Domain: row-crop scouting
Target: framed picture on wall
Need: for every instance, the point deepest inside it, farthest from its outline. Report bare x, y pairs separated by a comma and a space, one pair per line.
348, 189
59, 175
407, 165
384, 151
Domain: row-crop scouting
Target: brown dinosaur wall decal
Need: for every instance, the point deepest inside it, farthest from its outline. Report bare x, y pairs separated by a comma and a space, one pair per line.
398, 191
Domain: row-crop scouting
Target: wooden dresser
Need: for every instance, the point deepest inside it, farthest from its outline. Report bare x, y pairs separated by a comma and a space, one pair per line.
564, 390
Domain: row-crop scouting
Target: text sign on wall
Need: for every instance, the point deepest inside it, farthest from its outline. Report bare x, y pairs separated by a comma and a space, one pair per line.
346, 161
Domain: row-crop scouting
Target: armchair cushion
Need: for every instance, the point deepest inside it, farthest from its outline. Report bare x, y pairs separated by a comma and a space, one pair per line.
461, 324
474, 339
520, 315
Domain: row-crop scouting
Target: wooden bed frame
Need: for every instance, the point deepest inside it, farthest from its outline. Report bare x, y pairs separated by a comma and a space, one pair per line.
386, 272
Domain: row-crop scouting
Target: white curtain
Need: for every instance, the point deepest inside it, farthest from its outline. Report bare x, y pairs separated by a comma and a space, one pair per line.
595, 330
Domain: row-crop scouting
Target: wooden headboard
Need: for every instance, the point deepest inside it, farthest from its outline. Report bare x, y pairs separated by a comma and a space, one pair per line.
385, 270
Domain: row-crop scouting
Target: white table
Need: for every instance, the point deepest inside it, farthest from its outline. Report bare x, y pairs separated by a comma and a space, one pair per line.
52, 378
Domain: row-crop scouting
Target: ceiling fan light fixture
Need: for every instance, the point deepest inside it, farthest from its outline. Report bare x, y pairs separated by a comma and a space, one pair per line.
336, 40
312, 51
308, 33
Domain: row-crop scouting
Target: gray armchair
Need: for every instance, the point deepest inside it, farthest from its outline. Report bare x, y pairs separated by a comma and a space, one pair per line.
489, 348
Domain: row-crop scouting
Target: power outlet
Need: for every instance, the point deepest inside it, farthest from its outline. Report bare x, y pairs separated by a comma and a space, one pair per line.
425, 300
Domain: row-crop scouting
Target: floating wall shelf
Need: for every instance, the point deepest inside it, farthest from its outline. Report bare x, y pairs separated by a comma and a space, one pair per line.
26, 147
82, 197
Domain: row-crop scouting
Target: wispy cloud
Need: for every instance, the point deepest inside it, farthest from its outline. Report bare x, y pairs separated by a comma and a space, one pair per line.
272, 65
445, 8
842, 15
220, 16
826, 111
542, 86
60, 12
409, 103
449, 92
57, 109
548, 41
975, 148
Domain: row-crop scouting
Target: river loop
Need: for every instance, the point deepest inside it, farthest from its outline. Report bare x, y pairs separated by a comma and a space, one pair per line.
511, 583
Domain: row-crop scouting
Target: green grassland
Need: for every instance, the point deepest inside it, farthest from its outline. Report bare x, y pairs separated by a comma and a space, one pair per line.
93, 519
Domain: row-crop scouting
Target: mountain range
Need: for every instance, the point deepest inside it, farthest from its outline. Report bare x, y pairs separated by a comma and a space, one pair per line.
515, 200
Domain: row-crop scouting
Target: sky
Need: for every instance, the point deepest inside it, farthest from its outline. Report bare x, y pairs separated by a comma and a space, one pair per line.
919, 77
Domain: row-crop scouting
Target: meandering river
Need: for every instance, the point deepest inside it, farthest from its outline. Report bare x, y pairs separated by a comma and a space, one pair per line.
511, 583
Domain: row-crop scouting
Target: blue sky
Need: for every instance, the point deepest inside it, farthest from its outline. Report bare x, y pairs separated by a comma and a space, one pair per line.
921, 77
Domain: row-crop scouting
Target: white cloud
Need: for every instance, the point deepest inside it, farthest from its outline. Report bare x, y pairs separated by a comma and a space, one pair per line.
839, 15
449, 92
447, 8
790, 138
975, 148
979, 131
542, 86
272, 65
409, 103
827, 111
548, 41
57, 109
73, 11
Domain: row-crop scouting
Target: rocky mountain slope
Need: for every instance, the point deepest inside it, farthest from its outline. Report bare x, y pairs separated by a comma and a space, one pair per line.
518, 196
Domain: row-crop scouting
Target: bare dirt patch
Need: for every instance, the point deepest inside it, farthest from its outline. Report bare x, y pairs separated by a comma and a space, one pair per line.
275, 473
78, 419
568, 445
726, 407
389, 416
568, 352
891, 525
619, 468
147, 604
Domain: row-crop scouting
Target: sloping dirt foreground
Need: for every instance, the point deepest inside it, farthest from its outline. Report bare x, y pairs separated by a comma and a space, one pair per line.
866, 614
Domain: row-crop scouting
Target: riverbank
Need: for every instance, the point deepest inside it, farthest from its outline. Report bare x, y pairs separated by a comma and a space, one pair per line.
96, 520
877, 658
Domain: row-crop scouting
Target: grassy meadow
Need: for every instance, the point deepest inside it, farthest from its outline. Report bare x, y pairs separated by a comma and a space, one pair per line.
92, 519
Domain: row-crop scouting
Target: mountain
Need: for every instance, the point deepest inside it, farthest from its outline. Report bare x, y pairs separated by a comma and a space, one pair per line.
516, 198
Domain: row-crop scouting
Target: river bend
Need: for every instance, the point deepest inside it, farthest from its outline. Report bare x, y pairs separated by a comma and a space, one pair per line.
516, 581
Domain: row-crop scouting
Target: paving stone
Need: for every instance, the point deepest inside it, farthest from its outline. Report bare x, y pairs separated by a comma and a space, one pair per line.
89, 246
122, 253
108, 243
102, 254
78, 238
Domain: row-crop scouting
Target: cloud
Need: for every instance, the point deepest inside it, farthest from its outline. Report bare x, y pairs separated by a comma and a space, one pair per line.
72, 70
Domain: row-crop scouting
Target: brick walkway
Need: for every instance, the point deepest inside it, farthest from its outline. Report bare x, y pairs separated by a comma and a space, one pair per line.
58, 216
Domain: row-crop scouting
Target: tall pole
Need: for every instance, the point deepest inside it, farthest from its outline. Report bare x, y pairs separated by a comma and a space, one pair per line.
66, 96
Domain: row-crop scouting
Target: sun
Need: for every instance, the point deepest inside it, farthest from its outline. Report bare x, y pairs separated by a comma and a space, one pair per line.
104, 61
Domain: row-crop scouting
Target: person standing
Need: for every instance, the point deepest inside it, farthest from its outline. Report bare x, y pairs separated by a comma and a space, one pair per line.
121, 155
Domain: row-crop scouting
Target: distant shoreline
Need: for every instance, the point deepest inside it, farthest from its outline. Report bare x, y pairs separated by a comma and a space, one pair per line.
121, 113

━━━━

WHAT THE TASK ASKS:
List every line of the material above that contains the string "armchair", treating uppercase and lowercase letters as different.

WORKED SOLUTION:
Target: armchair cushion
Target: gray armchair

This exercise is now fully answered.